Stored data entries
┄┄┄┄┄┄┄┄┄┄

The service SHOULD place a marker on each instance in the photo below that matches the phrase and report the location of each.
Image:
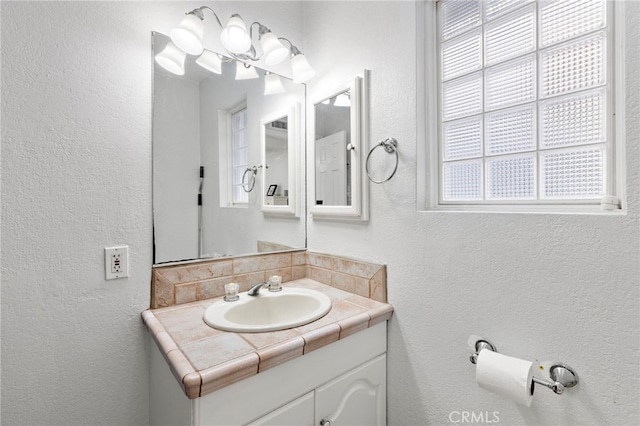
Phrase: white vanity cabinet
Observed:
(343, 383)
(355, 398)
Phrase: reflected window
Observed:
(239, 153)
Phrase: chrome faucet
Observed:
(253, 291)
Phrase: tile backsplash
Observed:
(177, 284)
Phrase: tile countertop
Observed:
(204, 359)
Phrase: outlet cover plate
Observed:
(116, 262)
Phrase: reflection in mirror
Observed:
(206, 133)
(332, 138)
(339, 133)
(280, 142)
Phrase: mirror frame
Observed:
(359, 117)
(293, 161)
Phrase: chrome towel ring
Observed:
(390, 146)
(252, 178)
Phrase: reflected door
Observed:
(331, 170)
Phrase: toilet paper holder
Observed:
(562, 376)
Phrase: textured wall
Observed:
(545, 286)
(76, 177)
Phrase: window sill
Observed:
(560, 209)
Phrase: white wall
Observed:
(76, 177)
(559, 287)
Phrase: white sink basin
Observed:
(268, 311)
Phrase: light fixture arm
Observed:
(238, 41)
(199, 13)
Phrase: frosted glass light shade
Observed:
(210, 61)
(172, 59)
(235, 37)
(245, 72)
(302, 71)
(188, 35)
(343, 99)
(272, 84)
(274, 50)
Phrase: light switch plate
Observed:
(116, 262)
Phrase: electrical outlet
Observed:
(116, 262)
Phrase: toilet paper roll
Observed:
(506, 376)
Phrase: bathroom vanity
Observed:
(342, 383)
(331, 371)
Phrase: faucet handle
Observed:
(274, 283)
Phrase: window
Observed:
(239, 150)
(525, 103)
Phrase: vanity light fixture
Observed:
(245, 71)
(188, 35)
(210, 61)
(172, 59)
(343, 99)
(237, 39)
(272, 84)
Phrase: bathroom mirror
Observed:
(207, 131)
(280, 139)
(338, 128)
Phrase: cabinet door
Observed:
(296, 413)
(355, 398)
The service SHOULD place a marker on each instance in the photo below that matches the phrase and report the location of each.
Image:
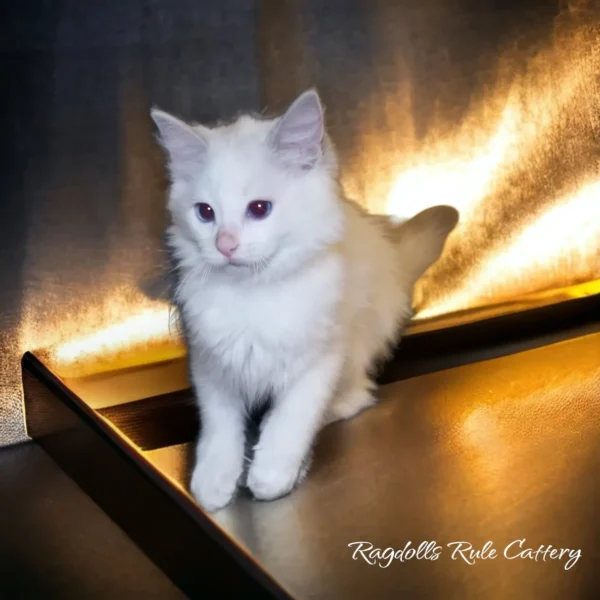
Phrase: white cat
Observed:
(285, 289)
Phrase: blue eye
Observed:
(259, 209)
(205, 212)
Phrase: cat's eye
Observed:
(205, 212)
(259, 209)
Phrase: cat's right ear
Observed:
(297, 138)
(186, 148)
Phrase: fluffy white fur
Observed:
(314, 294)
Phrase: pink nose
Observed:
(227, 243)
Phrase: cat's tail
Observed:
(420, 240)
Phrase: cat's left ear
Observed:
(297, 138)
(186, 146)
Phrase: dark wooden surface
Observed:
(55, 542)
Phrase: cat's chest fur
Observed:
(258, 335)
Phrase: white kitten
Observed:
(285, 289)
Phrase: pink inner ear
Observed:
(299, 133)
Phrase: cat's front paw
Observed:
(271, 477)
(214, 481)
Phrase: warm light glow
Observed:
(126, 330)
(519, 166)
(567, 235)
(520, 170)
(150, 324)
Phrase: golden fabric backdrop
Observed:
(493, 112)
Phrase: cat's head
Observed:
(253, 195)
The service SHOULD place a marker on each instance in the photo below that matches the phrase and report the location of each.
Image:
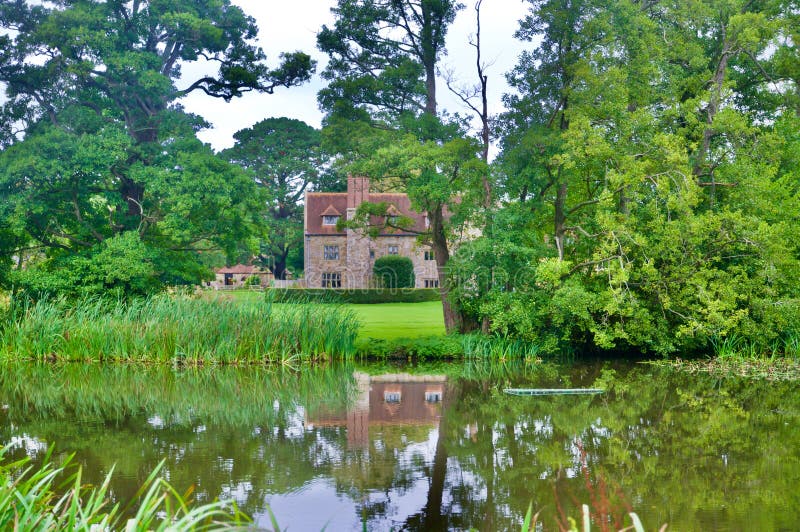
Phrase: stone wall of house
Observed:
(357, 256)
(316, 264)
(407, 247)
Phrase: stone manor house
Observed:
(344, 259)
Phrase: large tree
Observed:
(383, 113)
(637, 156)
(284, 157)
(99, 146)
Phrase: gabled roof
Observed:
(330, 211)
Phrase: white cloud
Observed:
(289, 26)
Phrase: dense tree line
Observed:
(645, 195)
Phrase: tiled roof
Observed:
(319, 204)
(240, 269)
(330, 211)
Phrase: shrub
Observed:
(354, 296)
(394, 271)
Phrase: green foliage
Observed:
(105, 152)
(284, 157)
(177, 329)
(353, 295)
(54, 497)
(650, 198)
(433, 347)
(394, 271)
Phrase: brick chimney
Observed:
(357, 191)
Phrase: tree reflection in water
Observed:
(332, 445)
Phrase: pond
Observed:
(416, 447)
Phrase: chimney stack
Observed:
(357, 191)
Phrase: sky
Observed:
(293, 25)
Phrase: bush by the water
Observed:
(353, 295)
(53, 498)
(177, 328)
(394, 271)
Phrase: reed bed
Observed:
(777, 369)
(499, 348)
(54, 498)
(243, 397)
(177, 329)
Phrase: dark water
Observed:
(427, 448)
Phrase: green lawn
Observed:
(400, 320)
(382, 320)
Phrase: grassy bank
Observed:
(399, 320)
(54, 498)
(177, 330)
(384, 321)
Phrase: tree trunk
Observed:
(560, 218)
(452, 317)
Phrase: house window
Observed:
(331, 253)
(331, 280)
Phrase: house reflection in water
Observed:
(392, 399)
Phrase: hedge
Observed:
(352, 295)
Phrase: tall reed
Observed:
(177, 329)
(39, 499)
(499, 348)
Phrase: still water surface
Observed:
(436, 447)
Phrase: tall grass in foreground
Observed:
(177, 329)
(531, 522)
(38, 499)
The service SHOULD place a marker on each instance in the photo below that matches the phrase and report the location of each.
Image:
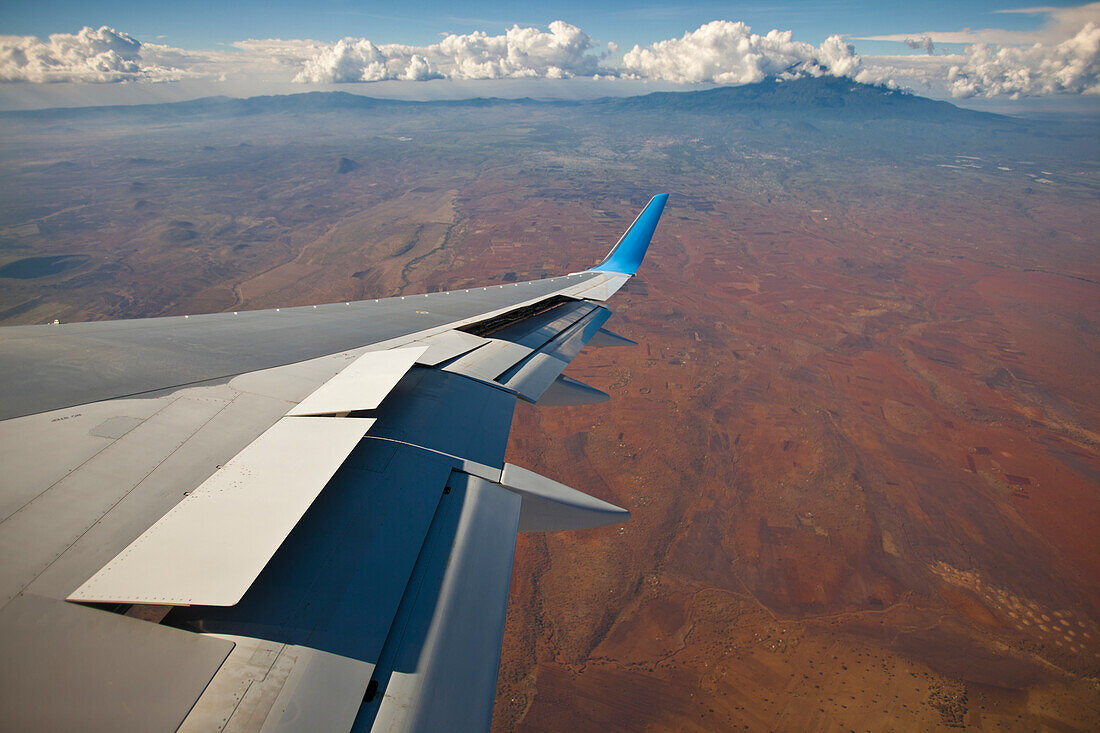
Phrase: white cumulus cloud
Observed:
(1071, 66)
(561, 52)
(92, 55)
(725, 52)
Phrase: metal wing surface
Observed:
(296, 518)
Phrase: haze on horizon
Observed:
(996, 55)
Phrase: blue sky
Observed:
(86, 52)
(202, 23)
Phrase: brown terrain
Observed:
(859, 439)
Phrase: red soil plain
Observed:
(860, 455)
(858, 437)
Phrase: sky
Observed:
(983, 52)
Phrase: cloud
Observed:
(518, 53)
(1071, 66)
(725, 52)
(921, 43)
(98, 56)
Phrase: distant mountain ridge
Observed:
(822, 97)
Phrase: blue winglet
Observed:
(628, 252)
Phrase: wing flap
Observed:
(362, 384)
(211, 546)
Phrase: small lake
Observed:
(40, 266)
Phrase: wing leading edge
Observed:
(381, 602)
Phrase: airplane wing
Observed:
(297, 518)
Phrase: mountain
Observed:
(823, 97)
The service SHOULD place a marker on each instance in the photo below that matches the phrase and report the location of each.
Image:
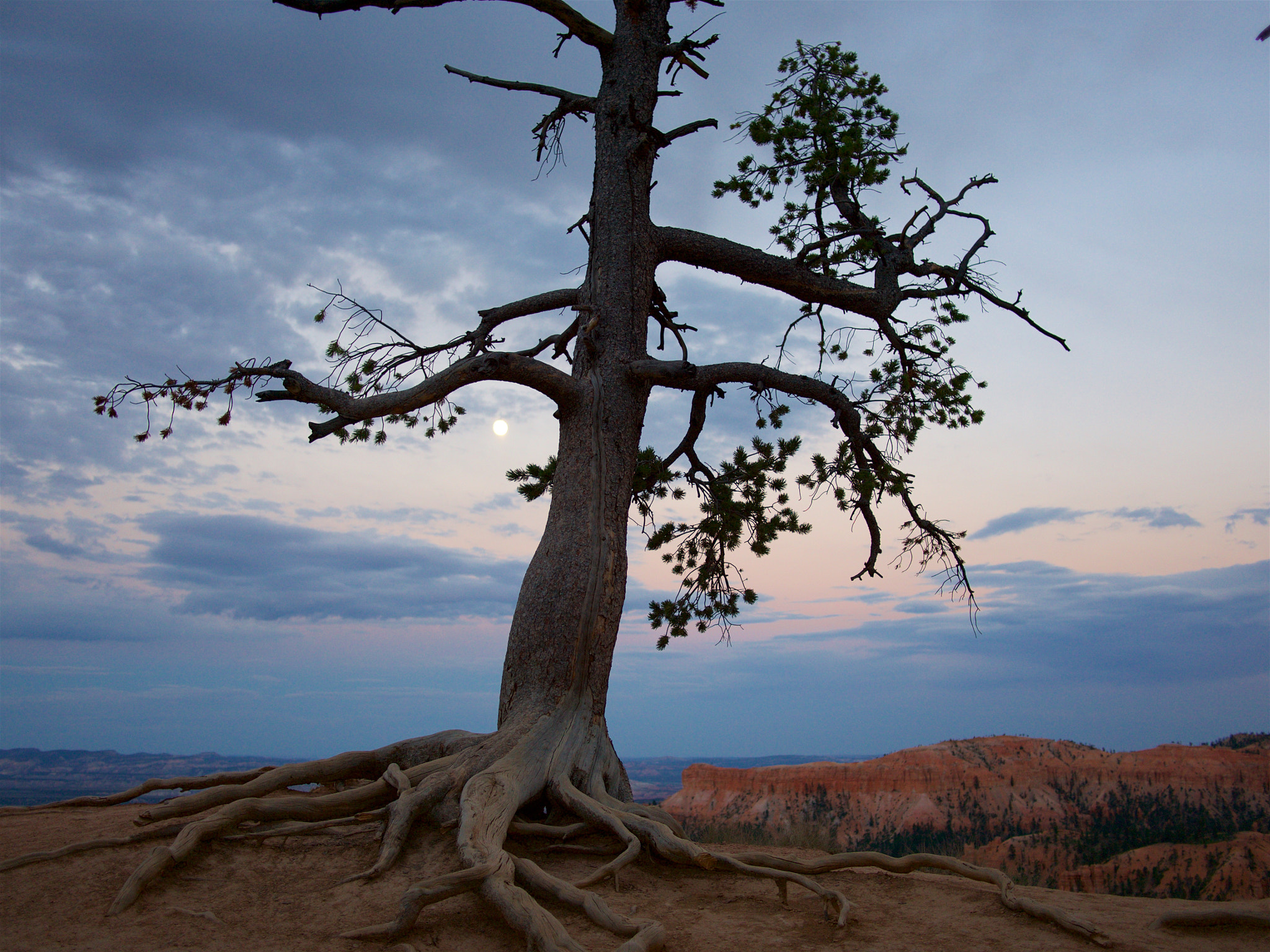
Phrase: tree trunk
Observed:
(569, 609)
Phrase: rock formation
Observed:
(1175, 821)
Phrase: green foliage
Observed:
(831, 139)
(536, 479)
(746, 500)
(734, 509)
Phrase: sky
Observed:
(177, 174)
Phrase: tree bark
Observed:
(566, 625)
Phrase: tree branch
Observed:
(757, 267)
(584, 102)
(690, 128)
(574, 22)
(493, 316)
(512, 368)
(866, 456)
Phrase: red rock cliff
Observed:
(1037, 808)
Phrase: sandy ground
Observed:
(280, 895)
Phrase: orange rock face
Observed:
(1052, 813)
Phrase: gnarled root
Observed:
(553, 778)
(917, 861)
(1233, 915)
(211, 780)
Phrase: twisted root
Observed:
(482, 783)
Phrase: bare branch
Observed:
(883, 478)
(771, 271)
(690, 128)
(493, 316)
(585, 103)
(574, 22)
(513, 368)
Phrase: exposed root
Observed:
(556, 780)
(425, 894)
(1214, 917)
(597, 814)
(351, 765)
(916, 861)
(305, 829)
(213, 780)
(646, 935)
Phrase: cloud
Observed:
(1032, 517)
(921, 607)
(1044, 622)
(249, 568)
(1026, 519)
(499, 500)
(1261, 517)
(1161, 518)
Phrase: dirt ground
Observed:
(278, 895)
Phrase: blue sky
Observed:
(174, 174)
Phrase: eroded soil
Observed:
(278, 894)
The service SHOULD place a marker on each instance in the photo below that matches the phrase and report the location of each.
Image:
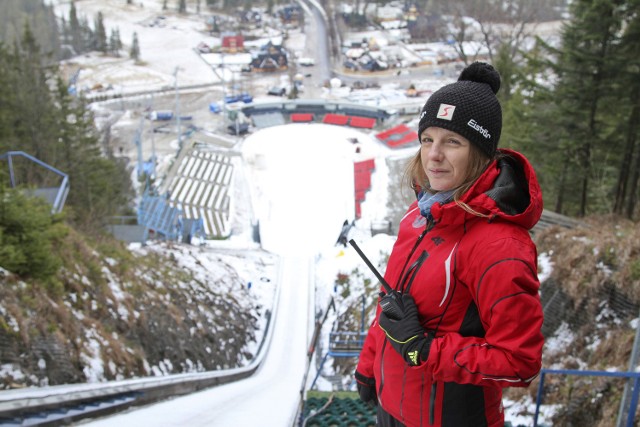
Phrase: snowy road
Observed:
(314, 163)
(270, 397)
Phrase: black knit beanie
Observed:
(468, 107)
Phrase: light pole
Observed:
(175, 75)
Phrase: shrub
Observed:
(28, 232)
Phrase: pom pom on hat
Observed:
(468, 107)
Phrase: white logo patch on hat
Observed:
(445, 112)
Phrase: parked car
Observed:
(306, 62)
(239, 129)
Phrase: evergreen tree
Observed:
(40, 117)
(584, 73)
(628, 90)
(134, 53)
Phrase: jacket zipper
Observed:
(415, 266)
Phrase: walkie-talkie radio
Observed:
(391, 302)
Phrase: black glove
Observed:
(366, 389)
(406, 335)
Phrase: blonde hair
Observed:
(416, 178)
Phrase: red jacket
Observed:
(478, 290)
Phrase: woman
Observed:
(465, 269)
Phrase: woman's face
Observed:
(445, 157)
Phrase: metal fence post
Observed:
(634, 402)
(539, 399)
(633, 362)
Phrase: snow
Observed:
(301, 191)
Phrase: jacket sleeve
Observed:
(502, 278)
(368, 352)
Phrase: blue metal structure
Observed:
(165, 220)
(54, 195)
(634, 396)
(344, 344)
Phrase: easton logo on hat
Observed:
(445, 111)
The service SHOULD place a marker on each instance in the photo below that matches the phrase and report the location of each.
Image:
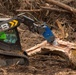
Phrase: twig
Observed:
(54, 9)
(34, 10)
(67, 7)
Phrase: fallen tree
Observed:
(65, 49)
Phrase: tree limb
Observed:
(62, 5)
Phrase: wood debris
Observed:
(65, 49)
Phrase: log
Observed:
(65, 49)
(62, 5)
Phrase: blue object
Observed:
(47, 34)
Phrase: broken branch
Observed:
(62, 5)
(33, 10)
(54, 9)
(64, 49)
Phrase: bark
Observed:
(65, 49)
(62, 5)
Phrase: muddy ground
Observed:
(47, 64)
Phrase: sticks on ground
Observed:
(64, 49)
(73, 10)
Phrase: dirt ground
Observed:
(47, 64)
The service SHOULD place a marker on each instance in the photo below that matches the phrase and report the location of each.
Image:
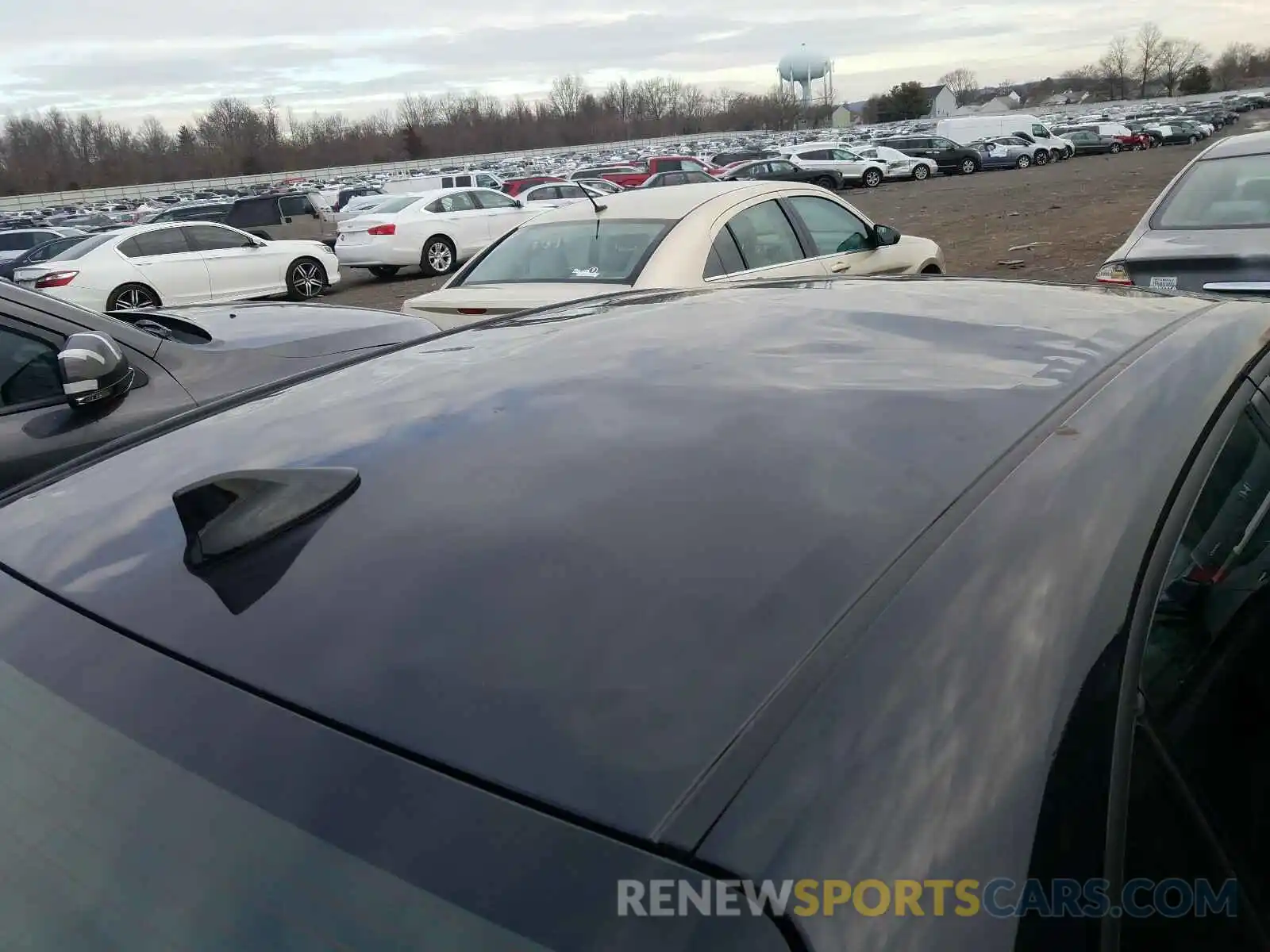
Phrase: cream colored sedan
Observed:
(675, 238)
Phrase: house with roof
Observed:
(943, 102)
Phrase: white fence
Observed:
(18, 203)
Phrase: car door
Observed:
(759, 241)
(165, 262)
(238, 266)
(37, 428)
(300, 220)
(502, 213)
(841, 240)
(468, 224)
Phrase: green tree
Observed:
(1198, 79)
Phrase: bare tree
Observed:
(565, 93)
(1149, 46)
(1178, 57)
(1114, 67)
(963, 83)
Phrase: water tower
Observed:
(803, 67)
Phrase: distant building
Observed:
(943, 102)
(849, 114)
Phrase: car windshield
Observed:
(610, 251)
(84, 247)
(1219, 194)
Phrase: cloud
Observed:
(137, 57)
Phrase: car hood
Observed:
(283, 329)
(442, 308)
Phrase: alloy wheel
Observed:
(308, 278)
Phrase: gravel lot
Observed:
(1076, 213)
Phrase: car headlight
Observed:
(1114, 273)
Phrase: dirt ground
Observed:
(1072, 213)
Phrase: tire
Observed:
(437, 257)
(306, 279)
(133, 298)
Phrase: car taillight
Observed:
(55, 279)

┄┄┄┄┄┄┄┄┄┄

§ What the exercise asks
Would you please reproduce the entries above, starting at the line with "Phrase: jacket zipper" and stopping after the line with "Phrase: car door"? Omit any pictures.

§ Written answer
Phrase: jacket zipper
Observed:
(415, 266)
Phrase: walkie-talkie radio
Observed:
(391, 302)
Phrase: black glove
Observed:
(366, 389)
(406, 335)
Phrase: blonde hair
Observed:
(416, 178)
Phrase: red jacket
Observed:
(478, 290)
Phrase: woman
Observed:
(465, 269)
Phrase: woman's face
Observed:
(445, 157)
Phrase: metal fence post
Observed:
(634, 402)
(539, 399)
(633, 362)
Phrase: snow
Observed:
(301, 191)
Phrase: jacket sleeve
Observed:
(502, 278)
(368, 352)
Phrase: blue metal structure
Observed:
(165, 220)
(54, 195)
(634, 396)
(344, 344)
Phrase: easton logo on hat
Observed:
(445, 111)
The service SHOULD place a marker on each instance in the photo below that matches the phrase and report the location of each.
Image:
Phrase: twig
Observed:
(54, 9)
(34, 10)
(67, 7)
Phrase: fallen tree
Observed:
(65, 49)
Phrase: tree limb
Observed:
(62, 5)
Phrase: wood debris
Observed:
(65, 49)
Phrase: log
Observed:
(65, 49)
(62, 5)
Phrase: blue object
Observed:
(47, 34)
Phrase: broken branch
Observed:
(62, 5)
(33, 10)
(54, 9)
(64, 49)
Phrase: bark
Observed:
(65, 49)
(62, 5)
Phrase: muddy ground
Observed:
(47, 64)
Phrase: sticks on ground
Observed:
(64, 49)
(73, 10)
Phrase: dirt ground
Observed:
(47, 64)
The service SHOULD place a marker on each instance in the photo below that matches the phrase and report the location of each.
Image:
Phrase: cream colored sedan
Observed:
(675, 238)
Phrase: house with roof
Observed:
(943, 102)
Phrase: white fence
Observed:
(18, 203)
Phrase: car door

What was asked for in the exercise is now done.